→ **TO BE DONE**
Copy the records below line for line, with no changes.

(Dataset rows)
**********
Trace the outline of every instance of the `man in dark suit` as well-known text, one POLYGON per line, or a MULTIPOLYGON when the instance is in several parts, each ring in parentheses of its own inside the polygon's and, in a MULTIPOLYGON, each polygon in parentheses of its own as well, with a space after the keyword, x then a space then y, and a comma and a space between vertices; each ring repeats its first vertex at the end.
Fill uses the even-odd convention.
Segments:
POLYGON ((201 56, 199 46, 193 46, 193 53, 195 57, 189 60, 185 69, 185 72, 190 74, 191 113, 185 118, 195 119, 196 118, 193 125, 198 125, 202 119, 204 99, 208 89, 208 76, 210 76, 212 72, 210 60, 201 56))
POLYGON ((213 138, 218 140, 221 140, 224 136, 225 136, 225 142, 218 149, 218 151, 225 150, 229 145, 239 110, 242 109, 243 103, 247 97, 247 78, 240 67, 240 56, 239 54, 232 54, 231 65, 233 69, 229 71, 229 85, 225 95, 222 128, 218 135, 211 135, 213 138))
**********
→ **FULL ANSWER**
Trace the outline of every instance of the `man in dark suit` as well-known text, one POLYGON per line, or a MULTIPOLYGON when the instance is in several parts, each ring in parentheses of its own inside the polygon's and, in a MULTIPOLYGON, each polygon in parentheses of its own as well, with a space after the keyword, x then a space then y, and a comma and a space between vertices; each ring repeats its first vertex at the end.
Fill uses the even-odd convention.
Segments:
POLYGON ((201 56, 199 46, 193 46, 193 53, 195 57, 189 60, 185 69, 185 72, 190 74, 191 113, 185 118, 195 119, 196 118, 193 125, 198 125, 202 119, 204 99, 208 89, 208 76, 210 76, 212 72, 210 60, 201 56))
POLYGON ((213 138, 218 140, 221 140, 224 136, 225 136, 225 142, 218 149, 218 151, 225 150, 229 145, 239 110, 242 109, 243 103, 247 97, 247 78, 240 67, 240 56, 239 54, 232 54, 231 65, 233 69, 229 71, 229 85, 225 95, 222 128, 218 135, 211 135, 213 138))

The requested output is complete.